# What is being asked
Only an exact copy of the records, from the line with "Annotate each instance of the shaggy" through the last line, is wanted.

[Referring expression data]
>>

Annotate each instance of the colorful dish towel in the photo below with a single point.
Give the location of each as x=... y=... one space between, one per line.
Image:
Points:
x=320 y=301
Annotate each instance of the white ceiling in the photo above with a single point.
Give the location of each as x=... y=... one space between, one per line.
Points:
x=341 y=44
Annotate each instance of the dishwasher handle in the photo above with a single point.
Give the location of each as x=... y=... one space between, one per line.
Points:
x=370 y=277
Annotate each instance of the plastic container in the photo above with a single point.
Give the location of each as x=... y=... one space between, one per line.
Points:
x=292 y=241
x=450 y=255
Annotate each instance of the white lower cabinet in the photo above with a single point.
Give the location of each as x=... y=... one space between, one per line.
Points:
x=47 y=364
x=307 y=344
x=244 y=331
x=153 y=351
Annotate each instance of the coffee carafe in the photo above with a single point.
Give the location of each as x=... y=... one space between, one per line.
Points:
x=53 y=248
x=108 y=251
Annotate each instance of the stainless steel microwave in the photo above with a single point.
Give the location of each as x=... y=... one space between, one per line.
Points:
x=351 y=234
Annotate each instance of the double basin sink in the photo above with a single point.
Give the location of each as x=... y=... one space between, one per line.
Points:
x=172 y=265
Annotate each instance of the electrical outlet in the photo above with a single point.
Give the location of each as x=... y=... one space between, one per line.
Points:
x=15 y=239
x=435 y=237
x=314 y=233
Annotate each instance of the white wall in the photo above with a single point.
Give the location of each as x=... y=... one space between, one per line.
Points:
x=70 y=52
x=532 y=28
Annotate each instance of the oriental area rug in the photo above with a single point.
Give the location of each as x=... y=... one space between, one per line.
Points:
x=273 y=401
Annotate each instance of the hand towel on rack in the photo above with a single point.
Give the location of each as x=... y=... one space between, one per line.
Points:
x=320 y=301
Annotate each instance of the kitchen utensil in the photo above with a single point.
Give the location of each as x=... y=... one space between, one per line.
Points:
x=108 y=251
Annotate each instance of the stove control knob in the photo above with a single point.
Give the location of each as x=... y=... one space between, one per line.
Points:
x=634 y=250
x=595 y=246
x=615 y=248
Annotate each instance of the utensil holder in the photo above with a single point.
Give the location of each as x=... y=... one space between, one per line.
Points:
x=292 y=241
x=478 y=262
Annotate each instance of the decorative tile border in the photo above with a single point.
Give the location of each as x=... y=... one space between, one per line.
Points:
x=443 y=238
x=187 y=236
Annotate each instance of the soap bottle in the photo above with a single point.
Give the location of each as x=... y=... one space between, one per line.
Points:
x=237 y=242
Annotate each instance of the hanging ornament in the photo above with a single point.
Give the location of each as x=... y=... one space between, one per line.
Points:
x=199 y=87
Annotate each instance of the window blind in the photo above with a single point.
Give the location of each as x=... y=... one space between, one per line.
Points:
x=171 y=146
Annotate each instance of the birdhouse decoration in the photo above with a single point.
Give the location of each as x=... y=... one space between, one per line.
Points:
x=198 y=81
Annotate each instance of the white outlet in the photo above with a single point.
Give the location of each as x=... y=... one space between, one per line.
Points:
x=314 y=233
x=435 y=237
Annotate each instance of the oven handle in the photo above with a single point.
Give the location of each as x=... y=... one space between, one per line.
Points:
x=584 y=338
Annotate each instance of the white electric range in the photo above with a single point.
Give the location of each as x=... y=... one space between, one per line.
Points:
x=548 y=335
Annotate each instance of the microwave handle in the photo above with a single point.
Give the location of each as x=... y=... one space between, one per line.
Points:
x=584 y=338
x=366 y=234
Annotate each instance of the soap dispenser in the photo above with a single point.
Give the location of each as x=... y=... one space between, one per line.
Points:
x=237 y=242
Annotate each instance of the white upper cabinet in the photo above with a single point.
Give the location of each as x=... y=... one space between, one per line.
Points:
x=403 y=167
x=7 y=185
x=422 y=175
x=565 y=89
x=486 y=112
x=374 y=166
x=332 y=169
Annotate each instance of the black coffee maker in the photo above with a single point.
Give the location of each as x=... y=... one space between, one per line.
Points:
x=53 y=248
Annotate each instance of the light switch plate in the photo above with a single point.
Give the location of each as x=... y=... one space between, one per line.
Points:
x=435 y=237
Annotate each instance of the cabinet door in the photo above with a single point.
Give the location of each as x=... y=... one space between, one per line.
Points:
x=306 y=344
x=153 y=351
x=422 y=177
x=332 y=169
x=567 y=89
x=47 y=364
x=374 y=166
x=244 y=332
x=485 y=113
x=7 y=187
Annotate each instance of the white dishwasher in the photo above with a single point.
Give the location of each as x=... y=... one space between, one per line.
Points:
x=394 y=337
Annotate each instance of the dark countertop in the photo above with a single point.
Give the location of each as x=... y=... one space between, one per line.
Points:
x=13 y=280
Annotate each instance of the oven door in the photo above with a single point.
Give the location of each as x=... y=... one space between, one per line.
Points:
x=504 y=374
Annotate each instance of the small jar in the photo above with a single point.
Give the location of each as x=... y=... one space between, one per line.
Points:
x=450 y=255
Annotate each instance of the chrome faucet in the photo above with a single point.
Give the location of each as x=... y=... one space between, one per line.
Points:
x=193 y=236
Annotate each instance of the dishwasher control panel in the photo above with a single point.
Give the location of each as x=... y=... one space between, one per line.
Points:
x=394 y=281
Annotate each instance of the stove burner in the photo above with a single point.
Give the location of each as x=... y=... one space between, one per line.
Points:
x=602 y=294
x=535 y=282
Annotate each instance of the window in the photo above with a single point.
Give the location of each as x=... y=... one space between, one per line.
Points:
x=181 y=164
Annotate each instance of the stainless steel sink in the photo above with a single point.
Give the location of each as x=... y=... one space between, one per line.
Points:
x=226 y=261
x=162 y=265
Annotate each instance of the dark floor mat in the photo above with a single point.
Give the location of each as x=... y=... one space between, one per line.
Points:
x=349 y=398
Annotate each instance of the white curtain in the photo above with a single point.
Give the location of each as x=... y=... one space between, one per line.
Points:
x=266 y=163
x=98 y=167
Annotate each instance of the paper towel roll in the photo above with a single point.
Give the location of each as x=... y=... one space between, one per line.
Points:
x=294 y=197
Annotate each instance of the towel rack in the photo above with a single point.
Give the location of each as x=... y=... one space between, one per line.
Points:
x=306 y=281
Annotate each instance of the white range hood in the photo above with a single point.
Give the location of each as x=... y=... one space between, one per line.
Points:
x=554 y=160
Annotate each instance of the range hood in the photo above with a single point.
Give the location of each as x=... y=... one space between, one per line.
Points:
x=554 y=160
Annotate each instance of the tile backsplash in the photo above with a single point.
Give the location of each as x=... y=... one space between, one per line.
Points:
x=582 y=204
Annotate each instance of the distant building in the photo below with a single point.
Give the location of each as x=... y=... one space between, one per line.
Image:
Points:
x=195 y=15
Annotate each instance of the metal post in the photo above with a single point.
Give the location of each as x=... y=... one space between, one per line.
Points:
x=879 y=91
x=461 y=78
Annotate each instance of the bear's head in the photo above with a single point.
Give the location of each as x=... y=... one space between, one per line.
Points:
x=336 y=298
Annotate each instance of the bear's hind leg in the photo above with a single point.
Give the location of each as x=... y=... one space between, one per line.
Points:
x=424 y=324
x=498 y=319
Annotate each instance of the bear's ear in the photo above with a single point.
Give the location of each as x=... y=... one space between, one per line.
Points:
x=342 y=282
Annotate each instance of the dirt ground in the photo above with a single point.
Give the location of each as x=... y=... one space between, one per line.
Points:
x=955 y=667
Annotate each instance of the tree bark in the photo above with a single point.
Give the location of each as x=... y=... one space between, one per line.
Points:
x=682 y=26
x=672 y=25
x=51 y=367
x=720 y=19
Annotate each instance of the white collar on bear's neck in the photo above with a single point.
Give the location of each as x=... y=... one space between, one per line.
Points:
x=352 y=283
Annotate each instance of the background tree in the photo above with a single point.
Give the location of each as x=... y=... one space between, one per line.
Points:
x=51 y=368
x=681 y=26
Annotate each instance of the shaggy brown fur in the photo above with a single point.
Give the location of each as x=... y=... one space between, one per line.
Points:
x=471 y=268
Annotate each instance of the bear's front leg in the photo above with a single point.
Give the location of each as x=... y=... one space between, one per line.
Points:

<<

# Exercise response
Annotate each instance of the shaggy brown fur in the photo above with a single point.
Give the location of each as x=... y=... one space between, one per line.
Points:
x=471 y=268
Annotate each instance of the bear's front leg in the photo above with a single point.
Give the location of each as x=... y=... one space between, one per line.
Points:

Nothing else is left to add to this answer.